Selected passage —
After returning to Australia he helped to form the Returned Services League. An office bearer until his death, he was appointed a national trustee in 1955.

On 4 October 1919 at Pirie Street Methodist Church, Adelaide, he married Vesta Ward Deeble. They had two daughters and a son.

In 1919 Clive Newman transferred to the Department of Works and studied accountancy part-time. He served as accountant and chief clerk in Adelaide, Perth, Canberra and Sydney. He failed when attempting to enlist in the Army in 1939 and was later appointed Chief Finance Officer of the Defence Division of the Treasury at Victoria Barracks, Melbourne.

He was appointed Public Service Inspector for Western Australia after the war. He returned to Melbourne in 1947 as head of the Defence Division of the Treasury.

In 1954 he was appointed OBE (Civil Division) in the Queen’s birthday honours list for distinguished public service as Treasury representative on several defence committees.

Provided records —
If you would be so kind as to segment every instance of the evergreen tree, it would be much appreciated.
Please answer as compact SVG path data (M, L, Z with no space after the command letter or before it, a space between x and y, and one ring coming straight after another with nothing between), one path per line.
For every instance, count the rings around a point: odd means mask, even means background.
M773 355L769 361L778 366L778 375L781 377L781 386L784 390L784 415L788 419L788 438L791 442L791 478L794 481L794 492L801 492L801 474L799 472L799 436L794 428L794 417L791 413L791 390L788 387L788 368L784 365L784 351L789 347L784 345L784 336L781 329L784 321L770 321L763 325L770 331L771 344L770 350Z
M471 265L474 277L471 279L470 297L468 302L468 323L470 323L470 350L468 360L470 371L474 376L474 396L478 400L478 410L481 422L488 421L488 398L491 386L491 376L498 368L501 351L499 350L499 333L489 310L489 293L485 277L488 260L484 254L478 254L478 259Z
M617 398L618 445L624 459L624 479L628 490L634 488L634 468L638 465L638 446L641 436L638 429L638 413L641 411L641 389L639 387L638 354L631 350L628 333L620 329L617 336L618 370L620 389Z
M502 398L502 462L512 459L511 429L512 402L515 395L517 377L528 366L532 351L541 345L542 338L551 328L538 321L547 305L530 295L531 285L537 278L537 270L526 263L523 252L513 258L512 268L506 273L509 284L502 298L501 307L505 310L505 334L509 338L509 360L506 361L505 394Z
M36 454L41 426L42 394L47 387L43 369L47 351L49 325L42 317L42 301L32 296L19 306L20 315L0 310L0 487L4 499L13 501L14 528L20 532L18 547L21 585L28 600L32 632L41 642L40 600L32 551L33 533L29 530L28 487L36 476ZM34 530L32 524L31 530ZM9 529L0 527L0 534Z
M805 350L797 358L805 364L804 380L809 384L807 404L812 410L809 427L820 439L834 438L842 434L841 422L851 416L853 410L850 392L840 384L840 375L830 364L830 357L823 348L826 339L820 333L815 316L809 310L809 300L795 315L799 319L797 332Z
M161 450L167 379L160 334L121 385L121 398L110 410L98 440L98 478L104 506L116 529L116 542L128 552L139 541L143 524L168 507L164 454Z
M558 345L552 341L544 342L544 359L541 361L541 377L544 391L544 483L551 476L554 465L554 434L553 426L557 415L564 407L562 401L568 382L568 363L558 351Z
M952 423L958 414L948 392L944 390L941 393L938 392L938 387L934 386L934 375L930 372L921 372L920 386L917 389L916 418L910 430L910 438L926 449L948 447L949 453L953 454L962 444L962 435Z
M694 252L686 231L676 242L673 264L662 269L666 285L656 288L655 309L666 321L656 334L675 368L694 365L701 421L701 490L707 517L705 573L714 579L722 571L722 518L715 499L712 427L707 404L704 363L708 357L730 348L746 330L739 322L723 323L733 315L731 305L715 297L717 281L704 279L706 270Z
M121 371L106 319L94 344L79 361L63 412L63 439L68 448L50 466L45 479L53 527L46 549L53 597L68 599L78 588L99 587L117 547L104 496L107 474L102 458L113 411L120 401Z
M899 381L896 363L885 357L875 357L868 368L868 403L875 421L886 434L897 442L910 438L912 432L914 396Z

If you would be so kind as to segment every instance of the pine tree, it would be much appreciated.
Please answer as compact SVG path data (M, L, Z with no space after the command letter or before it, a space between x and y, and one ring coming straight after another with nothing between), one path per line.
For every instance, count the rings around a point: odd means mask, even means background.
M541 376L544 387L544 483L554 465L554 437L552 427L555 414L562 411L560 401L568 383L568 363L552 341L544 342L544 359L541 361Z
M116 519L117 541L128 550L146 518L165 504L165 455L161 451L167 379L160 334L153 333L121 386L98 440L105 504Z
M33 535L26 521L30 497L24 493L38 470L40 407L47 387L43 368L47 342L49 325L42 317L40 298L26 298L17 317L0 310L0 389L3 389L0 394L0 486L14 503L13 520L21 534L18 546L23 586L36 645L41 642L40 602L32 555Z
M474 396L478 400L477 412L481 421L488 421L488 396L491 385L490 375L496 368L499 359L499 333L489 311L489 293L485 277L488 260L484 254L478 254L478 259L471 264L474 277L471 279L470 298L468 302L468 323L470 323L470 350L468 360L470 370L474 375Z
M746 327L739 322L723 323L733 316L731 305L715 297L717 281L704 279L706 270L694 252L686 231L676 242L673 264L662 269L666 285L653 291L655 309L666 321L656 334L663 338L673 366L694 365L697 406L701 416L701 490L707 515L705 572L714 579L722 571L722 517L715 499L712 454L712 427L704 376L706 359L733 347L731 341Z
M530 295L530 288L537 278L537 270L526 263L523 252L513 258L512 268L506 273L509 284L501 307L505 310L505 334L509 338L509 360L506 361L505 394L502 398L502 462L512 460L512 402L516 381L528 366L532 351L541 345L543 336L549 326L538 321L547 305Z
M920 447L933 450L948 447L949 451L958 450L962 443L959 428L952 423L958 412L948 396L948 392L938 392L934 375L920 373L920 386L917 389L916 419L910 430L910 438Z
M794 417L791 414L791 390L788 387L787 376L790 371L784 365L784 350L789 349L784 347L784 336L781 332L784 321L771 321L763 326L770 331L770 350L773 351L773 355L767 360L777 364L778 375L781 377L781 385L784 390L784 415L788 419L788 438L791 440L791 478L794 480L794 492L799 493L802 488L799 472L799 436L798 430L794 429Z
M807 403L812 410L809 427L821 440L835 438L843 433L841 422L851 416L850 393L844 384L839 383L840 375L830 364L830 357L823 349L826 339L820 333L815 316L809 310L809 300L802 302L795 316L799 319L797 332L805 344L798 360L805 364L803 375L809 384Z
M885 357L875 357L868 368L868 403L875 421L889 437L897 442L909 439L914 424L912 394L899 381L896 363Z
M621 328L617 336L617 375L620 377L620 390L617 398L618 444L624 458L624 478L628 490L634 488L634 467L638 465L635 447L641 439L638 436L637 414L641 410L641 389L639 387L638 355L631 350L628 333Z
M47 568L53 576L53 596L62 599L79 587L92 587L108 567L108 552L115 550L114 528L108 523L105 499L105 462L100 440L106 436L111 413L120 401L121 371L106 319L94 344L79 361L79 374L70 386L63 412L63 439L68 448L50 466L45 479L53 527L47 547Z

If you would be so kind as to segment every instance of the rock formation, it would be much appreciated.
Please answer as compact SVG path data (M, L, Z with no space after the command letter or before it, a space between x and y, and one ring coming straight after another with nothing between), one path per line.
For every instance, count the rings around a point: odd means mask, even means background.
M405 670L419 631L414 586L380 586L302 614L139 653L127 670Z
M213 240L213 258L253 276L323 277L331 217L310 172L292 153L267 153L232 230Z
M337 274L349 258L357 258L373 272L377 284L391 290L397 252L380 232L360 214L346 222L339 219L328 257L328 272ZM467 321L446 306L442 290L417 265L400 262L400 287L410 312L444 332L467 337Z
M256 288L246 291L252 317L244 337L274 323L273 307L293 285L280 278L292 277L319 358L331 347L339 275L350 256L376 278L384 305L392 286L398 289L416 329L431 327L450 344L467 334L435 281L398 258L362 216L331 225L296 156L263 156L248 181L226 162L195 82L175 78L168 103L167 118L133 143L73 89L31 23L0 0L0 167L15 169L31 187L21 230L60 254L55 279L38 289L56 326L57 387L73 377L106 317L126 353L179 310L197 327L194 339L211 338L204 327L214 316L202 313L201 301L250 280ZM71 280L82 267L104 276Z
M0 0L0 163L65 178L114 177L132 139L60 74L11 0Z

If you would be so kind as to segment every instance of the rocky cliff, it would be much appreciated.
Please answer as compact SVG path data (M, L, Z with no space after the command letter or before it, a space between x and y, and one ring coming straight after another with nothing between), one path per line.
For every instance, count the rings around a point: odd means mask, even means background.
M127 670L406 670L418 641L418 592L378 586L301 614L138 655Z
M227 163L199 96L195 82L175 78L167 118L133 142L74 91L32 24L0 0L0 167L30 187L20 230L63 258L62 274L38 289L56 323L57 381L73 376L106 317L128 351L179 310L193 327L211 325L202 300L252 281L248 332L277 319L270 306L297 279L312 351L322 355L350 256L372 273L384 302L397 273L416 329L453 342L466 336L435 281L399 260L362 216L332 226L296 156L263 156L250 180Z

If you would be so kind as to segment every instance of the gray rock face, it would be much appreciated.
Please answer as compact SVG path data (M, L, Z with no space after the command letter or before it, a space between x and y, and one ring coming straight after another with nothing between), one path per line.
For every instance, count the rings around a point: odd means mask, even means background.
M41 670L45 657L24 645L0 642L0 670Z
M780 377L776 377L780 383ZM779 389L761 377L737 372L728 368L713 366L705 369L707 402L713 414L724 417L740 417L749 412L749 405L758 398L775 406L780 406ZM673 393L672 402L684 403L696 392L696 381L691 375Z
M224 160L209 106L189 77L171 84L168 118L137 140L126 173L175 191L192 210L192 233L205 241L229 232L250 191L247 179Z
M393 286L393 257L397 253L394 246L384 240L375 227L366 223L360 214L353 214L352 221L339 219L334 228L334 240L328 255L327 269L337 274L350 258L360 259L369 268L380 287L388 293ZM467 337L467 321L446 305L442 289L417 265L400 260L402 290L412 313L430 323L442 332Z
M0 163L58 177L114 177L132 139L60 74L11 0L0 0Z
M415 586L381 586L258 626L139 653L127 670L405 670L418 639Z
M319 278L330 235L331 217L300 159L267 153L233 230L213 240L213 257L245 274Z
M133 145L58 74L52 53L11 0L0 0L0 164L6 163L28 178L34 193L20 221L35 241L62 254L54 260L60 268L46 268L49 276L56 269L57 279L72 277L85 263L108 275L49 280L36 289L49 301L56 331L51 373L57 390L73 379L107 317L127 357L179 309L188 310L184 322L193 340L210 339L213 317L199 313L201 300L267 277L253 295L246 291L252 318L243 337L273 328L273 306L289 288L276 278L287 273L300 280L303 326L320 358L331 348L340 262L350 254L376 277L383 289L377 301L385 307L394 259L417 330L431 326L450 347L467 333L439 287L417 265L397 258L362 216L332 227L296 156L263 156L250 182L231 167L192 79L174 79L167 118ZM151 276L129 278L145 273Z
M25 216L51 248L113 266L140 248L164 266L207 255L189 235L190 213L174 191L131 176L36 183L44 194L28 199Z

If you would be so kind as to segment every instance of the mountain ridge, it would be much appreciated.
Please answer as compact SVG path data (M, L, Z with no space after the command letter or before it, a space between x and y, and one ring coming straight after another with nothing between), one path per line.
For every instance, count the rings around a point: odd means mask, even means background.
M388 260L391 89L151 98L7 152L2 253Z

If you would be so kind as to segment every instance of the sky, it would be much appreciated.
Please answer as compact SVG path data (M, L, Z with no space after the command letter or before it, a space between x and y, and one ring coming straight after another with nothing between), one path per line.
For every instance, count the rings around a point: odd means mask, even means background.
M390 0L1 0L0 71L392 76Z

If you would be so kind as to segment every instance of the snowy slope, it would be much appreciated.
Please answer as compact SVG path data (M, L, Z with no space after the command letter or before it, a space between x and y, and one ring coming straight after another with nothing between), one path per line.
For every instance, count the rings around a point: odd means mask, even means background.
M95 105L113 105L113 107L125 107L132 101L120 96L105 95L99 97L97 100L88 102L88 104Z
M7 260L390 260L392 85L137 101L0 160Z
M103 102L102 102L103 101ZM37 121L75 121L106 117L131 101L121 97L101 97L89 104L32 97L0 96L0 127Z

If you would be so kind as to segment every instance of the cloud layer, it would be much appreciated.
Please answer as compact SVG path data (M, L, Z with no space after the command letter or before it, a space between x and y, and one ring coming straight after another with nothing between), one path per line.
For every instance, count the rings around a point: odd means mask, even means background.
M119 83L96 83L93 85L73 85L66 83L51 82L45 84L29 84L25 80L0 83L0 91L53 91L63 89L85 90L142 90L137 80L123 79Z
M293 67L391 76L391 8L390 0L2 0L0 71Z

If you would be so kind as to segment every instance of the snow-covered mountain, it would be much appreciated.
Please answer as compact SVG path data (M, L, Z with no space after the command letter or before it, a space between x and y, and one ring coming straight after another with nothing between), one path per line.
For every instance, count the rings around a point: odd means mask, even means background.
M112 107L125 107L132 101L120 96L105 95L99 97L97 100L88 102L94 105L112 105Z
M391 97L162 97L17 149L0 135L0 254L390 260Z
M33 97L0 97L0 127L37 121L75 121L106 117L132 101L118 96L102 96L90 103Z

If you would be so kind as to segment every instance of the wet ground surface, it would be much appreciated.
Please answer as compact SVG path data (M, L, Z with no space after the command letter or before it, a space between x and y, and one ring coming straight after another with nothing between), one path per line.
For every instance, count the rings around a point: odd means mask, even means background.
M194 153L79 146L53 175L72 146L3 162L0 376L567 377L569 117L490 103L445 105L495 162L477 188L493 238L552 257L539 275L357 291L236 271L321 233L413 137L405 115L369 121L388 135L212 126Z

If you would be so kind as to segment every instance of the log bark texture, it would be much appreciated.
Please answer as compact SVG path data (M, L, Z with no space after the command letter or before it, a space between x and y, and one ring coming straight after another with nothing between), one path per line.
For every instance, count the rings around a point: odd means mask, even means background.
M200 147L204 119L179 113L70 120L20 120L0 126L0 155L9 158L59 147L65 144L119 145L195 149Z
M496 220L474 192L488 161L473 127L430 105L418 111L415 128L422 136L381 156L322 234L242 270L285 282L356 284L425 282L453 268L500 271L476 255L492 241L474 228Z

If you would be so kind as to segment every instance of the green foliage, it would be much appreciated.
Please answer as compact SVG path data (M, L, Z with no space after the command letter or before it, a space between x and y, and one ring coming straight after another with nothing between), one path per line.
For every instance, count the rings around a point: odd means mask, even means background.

Tasks to carry out —
1. Update the Clive Newman passage, starting at "In 1919 Clive" and ending at "Victoria Barracks, Melbourne.", so that "Department of Works" reads "Department of Defence" instead.
2. List every city named in the Clive Newman passage.

Task-by-task results —
1.
In 1919 Clive Newman transferred to the Department of Defence and studied accountancy part-time. He served as accountant and chief clerk in Adelaide, Perth, Canberra and Sydney. He failed when attempting to enlist in the Army in 1939 and was later appointed Chief Finance Officer of the Defence Division of the Treasury at Victoria Barracks, Melbourne.

2. Adelaide, Perth, Canberra, Sydney, Melbourne